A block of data

____

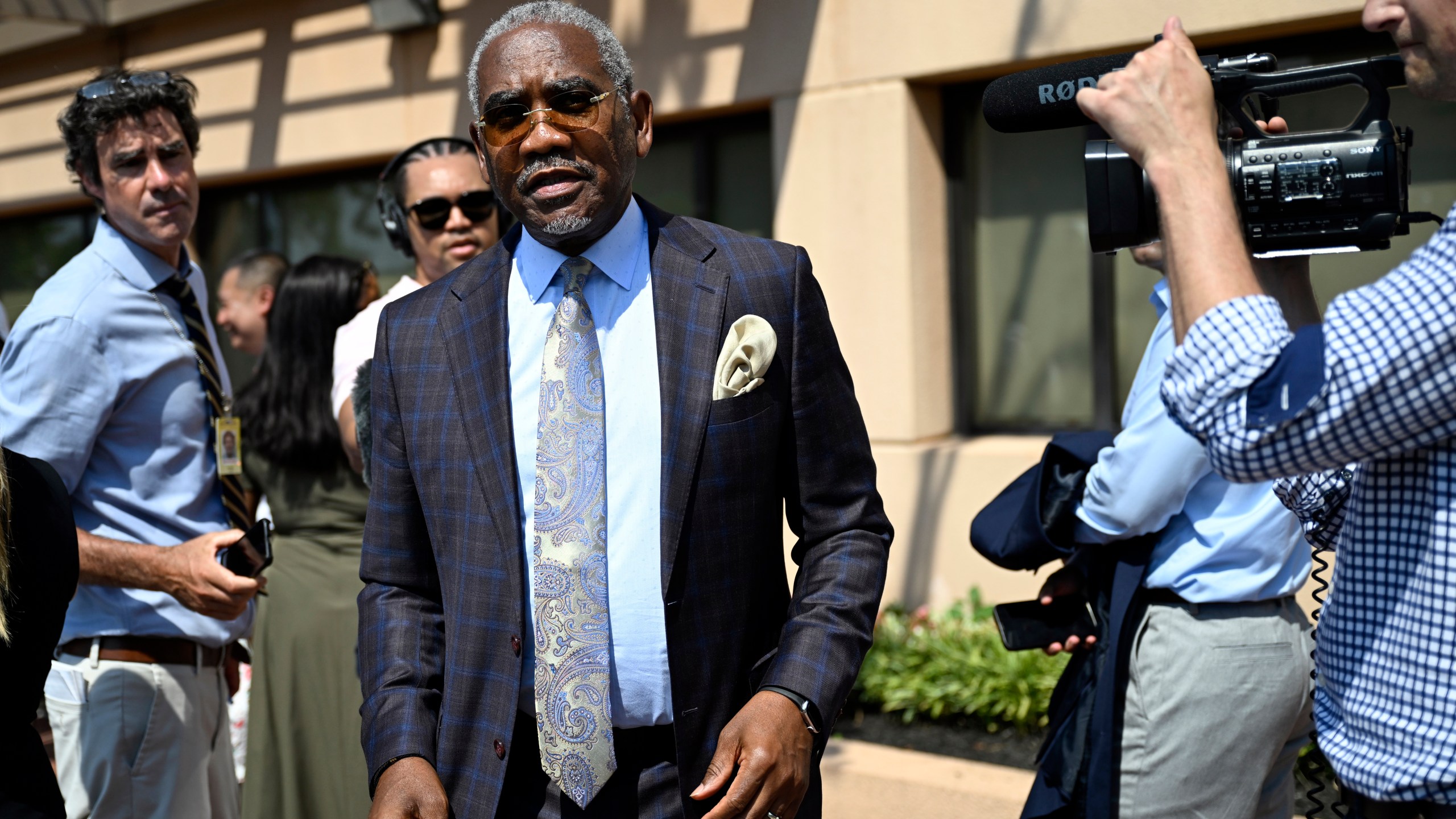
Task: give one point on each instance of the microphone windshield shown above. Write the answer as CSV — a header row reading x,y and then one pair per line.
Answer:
x,y
1041,100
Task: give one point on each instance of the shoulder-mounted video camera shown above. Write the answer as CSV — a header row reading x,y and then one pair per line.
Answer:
x,y
1329,191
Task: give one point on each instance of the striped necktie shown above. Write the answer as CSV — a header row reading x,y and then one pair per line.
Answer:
x,y
230,487
570,553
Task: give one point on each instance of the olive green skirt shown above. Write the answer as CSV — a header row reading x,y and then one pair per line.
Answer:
x,y
305,760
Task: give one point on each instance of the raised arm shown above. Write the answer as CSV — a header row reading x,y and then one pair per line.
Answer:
x,y
1374,381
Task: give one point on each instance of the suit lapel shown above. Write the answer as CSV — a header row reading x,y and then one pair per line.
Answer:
x,y
688,305
475,336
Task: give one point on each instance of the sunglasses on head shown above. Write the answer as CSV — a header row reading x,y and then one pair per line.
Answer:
x,y
111,85
435,212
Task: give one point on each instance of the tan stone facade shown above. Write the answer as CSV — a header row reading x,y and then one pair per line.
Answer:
x,y
854,86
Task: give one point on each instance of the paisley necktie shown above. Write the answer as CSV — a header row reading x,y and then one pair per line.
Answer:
x,y
570,553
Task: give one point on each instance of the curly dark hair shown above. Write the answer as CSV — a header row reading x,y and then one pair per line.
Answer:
x,y
86,120
286,407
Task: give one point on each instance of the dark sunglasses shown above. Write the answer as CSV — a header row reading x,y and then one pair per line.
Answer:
x,y
570,111
435,212
113,85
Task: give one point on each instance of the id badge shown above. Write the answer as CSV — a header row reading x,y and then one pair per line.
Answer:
x,y
229,446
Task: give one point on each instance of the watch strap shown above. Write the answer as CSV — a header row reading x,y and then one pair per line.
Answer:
x,y
807,710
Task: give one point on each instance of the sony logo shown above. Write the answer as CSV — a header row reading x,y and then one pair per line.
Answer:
x,y
1064,91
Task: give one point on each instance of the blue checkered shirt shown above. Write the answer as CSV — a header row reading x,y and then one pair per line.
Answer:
x,y
1363,407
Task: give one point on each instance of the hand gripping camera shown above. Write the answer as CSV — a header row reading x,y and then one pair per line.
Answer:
x,y
1314,193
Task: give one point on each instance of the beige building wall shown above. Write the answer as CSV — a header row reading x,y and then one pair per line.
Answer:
x,y
852,85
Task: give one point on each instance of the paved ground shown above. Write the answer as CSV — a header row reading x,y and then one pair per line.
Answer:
x,y
875,781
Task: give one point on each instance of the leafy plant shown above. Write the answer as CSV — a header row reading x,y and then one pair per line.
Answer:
x,y
954,665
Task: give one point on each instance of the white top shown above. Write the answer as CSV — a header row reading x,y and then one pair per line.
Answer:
x,y
354,343
621,305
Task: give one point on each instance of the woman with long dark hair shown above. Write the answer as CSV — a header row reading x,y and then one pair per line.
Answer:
x,y
38,572
303,745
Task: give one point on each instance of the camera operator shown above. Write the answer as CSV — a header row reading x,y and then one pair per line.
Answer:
x,y
1216,704
1372,385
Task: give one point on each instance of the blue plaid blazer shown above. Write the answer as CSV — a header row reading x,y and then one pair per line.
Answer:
x,y
441,614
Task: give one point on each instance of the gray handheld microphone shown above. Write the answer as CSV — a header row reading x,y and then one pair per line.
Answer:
x,y
1041,100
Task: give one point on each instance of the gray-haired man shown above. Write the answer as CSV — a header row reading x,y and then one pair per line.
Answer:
x,y
576,599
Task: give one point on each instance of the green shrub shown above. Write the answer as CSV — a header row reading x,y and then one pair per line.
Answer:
x,y
954,665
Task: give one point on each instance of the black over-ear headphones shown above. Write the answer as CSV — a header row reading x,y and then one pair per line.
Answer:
x,y
392,214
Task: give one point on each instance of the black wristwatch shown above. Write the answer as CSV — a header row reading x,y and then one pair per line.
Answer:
x,y
800,701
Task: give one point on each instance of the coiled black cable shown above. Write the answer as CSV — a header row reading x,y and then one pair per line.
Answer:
x,y
1312,768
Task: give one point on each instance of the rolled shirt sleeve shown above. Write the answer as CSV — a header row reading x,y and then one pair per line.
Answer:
x,y
1374,381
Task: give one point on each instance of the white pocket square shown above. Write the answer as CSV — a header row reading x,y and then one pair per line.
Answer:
x,y
746,356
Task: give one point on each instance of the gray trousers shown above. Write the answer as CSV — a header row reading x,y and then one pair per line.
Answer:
x,y
137,741
1218,707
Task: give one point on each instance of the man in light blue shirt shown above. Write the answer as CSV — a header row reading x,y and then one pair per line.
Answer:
x,y
621,297
111,375
1219,693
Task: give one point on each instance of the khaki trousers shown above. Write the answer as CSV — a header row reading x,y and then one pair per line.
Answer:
x,y
139,741
1218,707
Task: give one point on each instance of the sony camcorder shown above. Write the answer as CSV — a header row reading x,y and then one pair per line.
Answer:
x,y
1314,193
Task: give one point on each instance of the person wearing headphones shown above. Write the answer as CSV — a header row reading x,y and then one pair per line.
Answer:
x,y
437,210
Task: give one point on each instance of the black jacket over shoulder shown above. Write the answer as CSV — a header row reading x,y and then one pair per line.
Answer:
x,y
443,557
44,569
1024,528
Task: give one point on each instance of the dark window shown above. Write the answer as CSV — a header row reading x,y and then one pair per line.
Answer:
x,y
715,169
1049,336
35,247
329,213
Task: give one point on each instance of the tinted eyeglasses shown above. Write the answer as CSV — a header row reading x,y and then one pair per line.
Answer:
x,y
111,85
571,111
435,212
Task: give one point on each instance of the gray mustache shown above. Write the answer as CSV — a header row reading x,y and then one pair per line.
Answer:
x,y
551,161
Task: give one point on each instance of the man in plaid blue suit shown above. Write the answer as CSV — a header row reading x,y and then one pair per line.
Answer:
x,y
721,685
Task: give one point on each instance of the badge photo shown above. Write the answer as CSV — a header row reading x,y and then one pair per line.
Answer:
x,y
229,446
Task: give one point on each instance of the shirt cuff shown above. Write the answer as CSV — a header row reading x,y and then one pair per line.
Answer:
x,y
1225,351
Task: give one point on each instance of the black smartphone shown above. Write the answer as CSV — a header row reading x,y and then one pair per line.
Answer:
x,y
1030,624
253,553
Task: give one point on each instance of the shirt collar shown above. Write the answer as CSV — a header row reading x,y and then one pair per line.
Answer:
x,y
1160,297
139,266
615,254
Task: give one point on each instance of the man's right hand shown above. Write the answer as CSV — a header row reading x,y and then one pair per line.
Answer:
x,y
410,789
203,585
1062,584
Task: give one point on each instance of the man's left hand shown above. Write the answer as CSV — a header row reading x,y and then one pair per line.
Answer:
x,y
1160,108
771,748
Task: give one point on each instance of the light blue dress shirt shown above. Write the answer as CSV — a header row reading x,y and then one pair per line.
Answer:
x,y
95,381
622,308
1225,543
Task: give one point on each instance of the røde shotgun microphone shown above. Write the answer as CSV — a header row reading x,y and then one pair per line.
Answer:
x,y
1041,100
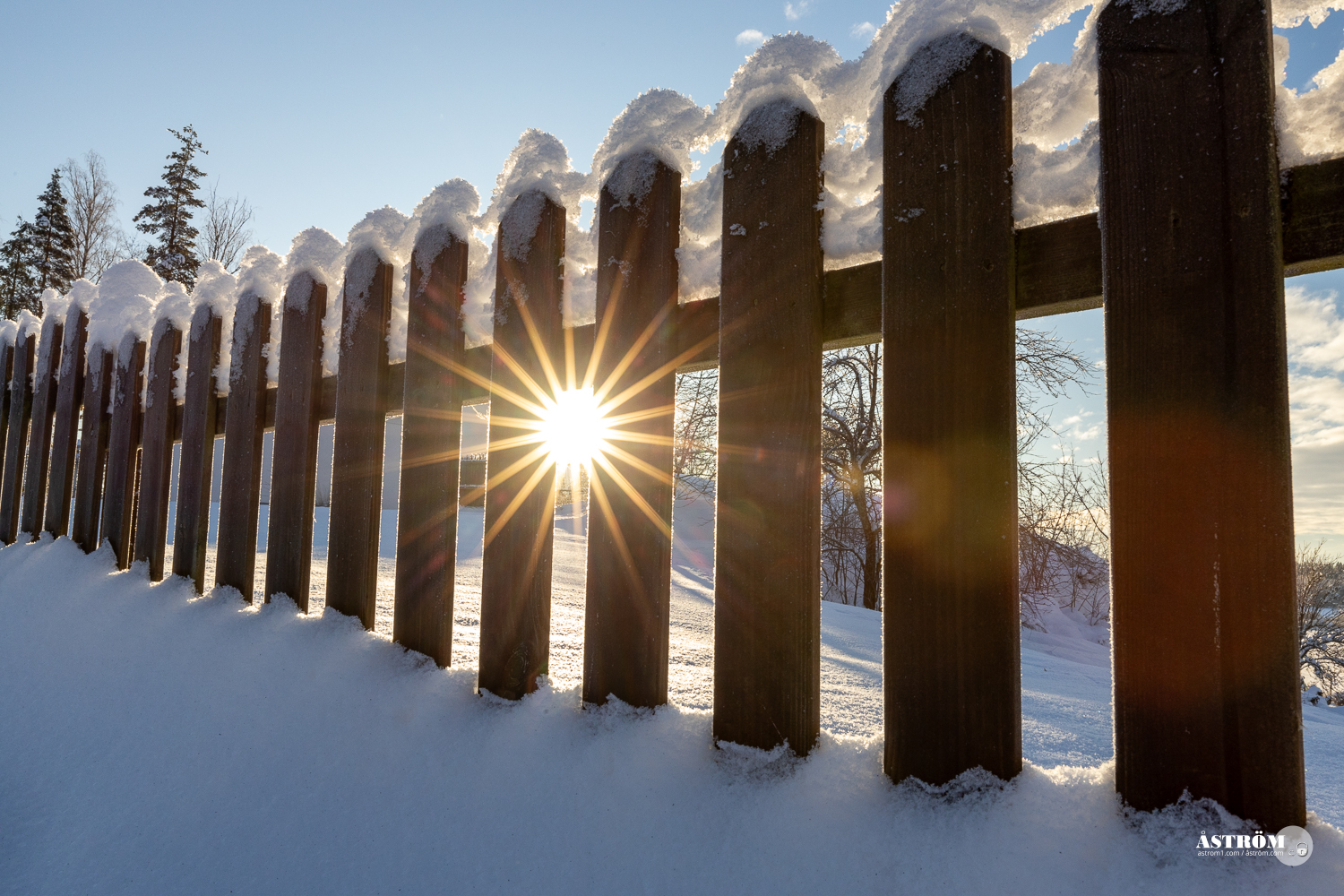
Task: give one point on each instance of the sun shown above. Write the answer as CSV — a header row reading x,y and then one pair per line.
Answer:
x,y
573,427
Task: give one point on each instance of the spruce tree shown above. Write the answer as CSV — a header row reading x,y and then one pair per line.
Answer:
x,y
53,239
18,285
167,220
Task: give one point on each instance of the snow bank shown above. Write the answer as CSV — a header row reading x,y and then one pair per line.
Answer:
x,y
161,743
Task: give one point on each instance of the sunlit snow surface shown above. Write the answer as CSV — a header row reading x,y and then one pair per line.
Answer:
x,y
156,743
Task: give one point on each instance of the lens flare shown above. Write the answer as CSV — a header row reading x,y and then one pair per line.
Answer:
x,y
573,427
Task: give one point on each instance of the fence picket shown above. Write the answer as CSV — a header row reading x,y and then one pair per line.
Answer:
x,y
245,426
16,437
66,427
93,450
1206,645
519,476
156,449
768,532
196,460
293,478
629,544
118,495
43,411
7,351
951,616
432,424
358,454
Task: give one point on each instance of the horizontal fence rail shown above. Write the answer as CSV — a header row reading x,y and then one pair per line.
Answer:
x,y
1190,268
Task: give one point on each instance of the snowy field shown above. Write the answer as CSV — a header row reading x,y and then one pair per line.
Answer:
x,y
159,743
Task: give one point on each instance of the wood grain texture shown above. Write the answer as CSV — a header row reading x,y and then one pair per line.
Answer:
x,y
521,479
196,461
1312,199
1202,508
768,532
16,437
65,432
93,450
629,538
949,608
239,478
43,413
293,471
7,365
432,425
358,455
156,449
118,495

____

Express the rows above as a JSON list of strings, one string per line, skipping any blank lines. Begin at the line that contains "Task: give one point on each instance of the wood" and stop after the last line of the rows.

[
  "Task: give one point on each instance of the wood grain texture shown above. Write the answer as CSV — a header row reading x,y and then one pair per line.",
  "Answer:",
  "x,y",
  "521,479",
  "196,461",
  "1312,199",
  "1202,508",
  "768,532",
  "16,437",
  "65,432",
  "93,450",
  "629,538",
  "949,608",
  "239,478",
  "43,413",
  "293,471",
  "7,365",
  "432,425",
  "358,455",
  "156,449",
  "118,495"
]